__The task__: Tally the lines in the material below that contain the string "outline", treating uppercase and lowercase letters as different. Give only the number.

__Records provided__:
====
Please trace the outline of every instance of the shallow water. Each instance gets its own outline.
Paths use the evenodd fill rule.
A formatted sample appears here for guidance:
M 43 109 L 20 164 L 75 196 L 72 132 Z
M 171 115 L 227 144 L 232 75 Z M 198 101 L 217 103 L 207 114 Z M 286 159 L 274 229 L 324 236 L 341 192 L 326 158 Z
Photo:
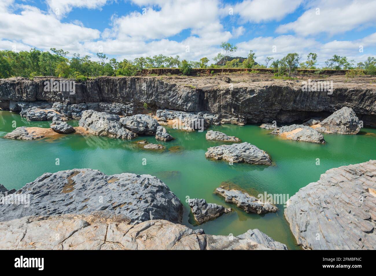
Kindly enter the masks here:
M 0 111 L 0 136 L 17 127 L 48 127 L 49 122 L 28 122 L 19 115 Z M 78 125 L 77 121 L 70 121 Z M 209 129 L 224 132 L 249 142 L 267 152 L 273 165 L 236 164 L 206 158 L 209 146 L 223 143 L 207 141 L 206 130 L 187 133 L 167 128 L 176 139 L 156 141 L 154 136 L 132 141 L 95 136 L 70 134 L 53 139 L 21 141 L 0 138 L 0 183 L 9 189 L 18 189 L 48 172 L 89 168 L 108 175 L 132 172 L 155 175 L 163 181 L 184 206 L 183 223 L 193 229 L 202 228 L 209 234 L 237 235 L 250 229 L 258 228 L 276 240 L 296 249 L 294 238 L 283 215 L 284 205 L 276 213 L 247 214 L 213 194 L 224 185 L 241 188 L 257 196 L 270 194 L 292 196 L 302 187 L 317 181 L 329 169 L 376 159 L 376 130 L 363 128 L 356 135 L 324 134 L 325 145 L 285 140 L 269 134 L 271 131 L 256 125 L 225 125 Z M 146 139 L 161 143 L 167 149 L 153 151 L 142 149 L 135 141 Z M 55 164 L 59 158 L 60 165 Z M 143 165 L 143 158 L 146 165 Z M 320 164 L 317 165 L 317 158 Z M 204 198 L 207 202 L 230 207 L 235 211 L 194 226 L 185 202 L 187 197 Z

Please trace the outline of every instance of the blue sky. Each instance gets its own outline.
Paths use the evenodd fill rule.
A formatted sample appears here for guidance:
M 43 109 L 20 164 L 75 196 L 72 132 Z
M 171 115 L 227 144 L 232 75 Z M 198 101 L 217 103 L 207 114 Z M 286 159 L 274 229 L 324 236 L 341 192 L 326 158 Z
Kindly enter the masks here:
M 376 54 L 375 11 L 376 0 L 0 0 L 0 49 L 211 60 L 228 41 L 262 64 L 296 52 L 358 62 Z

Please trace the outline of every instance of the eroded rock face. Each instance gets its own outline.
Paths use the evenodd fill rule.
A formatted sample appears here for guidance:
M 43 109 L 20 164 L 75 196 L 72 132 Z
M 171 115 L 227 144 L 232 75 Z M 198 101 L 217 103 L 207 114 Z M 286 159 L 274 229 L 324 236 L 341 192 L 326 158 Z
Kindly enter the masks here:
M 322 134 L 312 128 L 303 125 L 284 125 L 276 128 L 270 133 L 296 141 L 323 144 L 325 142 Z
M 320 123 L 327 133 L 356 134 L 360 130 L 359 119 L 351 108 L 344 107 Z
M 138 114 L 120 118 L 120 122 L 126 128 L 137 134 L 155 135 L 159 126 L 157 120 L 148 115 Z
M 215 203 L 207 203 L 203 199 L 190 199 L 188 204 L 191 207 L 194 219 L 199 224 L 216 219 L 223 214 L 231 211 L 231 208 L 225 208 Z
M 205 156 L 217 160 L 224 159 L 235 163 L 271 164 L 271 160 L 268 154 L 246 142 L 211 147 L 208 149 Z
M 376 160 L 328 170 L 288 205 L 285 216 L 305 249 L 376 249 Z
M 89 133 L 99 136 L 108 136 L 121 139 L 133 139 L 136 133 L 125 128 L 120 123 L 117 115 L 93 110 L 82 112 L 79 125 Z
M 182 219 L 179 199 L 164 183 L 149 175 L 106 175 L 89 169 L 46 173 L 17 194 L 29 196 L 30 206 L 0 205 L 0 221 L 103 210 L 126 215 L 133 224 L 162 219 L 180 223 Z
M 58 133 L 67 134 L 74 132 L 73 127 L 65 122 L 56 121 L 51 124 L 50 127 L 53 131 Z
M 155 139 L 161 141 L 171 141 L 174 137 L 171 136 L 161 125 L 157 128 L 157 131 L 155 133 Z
====
__Exercise output__: 3